• What to work on:
1) According to the Longshore/Defense Base Act FAQ, which office administers claims under the Longshore and Harbor Workers' Act?
2) Write the next part of the Longshore/Defense Base Act FAQ, picking up after its final sentence.

Longshore/Defense Base Act

The United States Department of Labor, Office of Workers’ Compensation Program administers claims under the Longshore and Harbor Workers’ Act.

Longshore/Defense Base Act FAQ’s: 1-20 | 21-40 | 41-61 | 62-80 | 81-95

3) Longshore/Defense Base Act FAQ’s: 41-61.

41. Where do I file a change of address if I am paid by the Special Fund?
If you currently receive benefits from the Special Fund and need to report a change of address, you should you should submit a written request to our
Central Mail Receipt site. When contacting the district office, you must supply your full name, address, your OWCP claim number or social security number (the deceased employee's social security number if you are receiving death benefits), and a day-time telephone number. Additional information for Special Fund recipients is available at the following link: http://www.dol.gov/owcp/dlhwc/lssfpage.htm.

42. Can I receive state workers’ compensation benefits and Longshore benefits at the same time?

• Dataset excerpts:

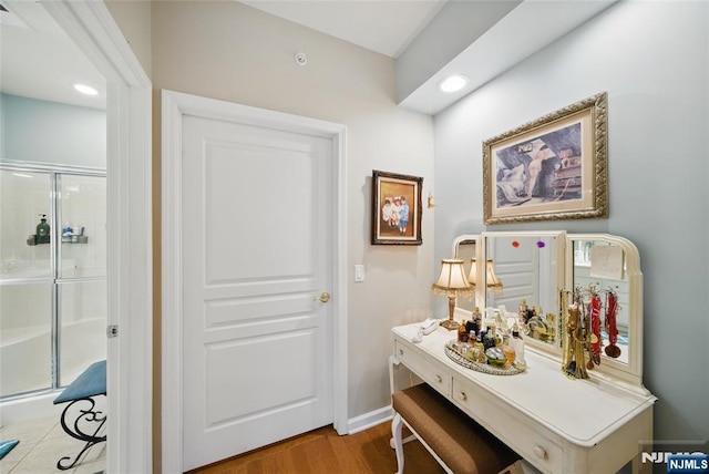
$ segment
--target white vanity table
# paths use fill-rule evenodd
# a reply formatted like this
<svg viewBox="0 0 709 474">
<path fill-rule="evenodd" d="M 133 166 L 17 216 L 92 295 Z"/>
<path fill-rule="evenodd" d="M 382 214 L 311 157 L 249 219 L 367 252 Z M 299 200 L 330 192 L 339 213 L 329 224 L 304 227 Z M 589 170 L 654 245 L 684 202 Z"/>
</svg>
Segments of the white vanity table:
<svg viewBox="0 0 709 474">
<path fill-rule="evenodd" d="M 572 238 L 568 237 L 569 243 Z M 566 241 L 566 235 L 559 233 L 557 245 L 562 248 L 553 249 L 555 256 L 565 255 Z M 477 243 L 477 258 L 486 258 L 484 248 L 490 246 L 485 235 Z M 633 249 L 624 247 L 626 253 Z M 628 257 L 626 264 L 634 265 L 631 256 Z M 569 266 L 573 261 L 564 268 Z M 565 275 L 562 271 L 558 275 L 564 281 Z M 637 281 L 633 280 L 630 287 L 637 298 Z M 638 305 L 637 300 L 635 303 Z M 638 315 L 633 309 L 629 308 L 629 313 L 635 315 L 637 322 Z M 392 329 L 392 391 L 417 383 L 411 374 L 417 375 L 545 473 L 612 474 L 629 461 L 634 462 L 635 472 L 644 467 L 639 460 L 640 442 L 653 439 L 656 398 L 645 390 L 637 373 L 616 377 L 618 364 L 604 357 L 598 369 L 589 371 L 589 379 L 572 380 L 562 370 L 561 343 L 544 347 L 530 341 L 525 351 L 526 371 L 514 375 L 489 374 L 460 365 L 445 354 L 445 343 L 455 338 L 455 331 L 439 327 L 414 343 L 417 331 L 417 323 Z M 631 334 L 635 347 L 630 357 L 641 354 L 638 333 L 641 334 Z M 633 371 L 637 367 L 633 364 Z"/>
</svg>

• Responses to the tasks:
1) The United States Department of Labor, Office of Workers' Compensation Program.

2)
The LHWCA allows you to receive compensation for the same injury under both a state workers' compensation system and the LHWCA. However, any amounts you receive under the state system reduce what your employer must pay under the LHWCA. Furthermore, some states prohibit receiving compensation under the state workers' compensation system if LHWCA benefits are payable. You cannot receive any more than the weekly compensation rate under whichever statute would pay you the larger weekly benefit.

43. Can I receive Social Security Administration (“SSA”) benefits and Longshore benefits at the same time?
The Longshore Act does not prohibit the receipt of both SSA and Longshore benefits. However, SSA may reduce the benefits it pays to you based on the amount of workers’ compensation payments you receive. You should notify SSA if you receive both SSA and Longshore benefits to ensure that you have not been overpaid.

44. Do I have to pay income tax on my compensation benefits?
A person who receives workers' compensation benefits must declare the funds received as compensation for an occupational sickness or injury. The IRS exempts these payments from taxation if they are paid under a federal or state workers' compensation law. The tax exemption also applies to survivors' benefits. For additional information, please refer to IRS Publication 525 or contact your local Internal Revenue Service Office.


45. What medical benefits are available under the LHWCA?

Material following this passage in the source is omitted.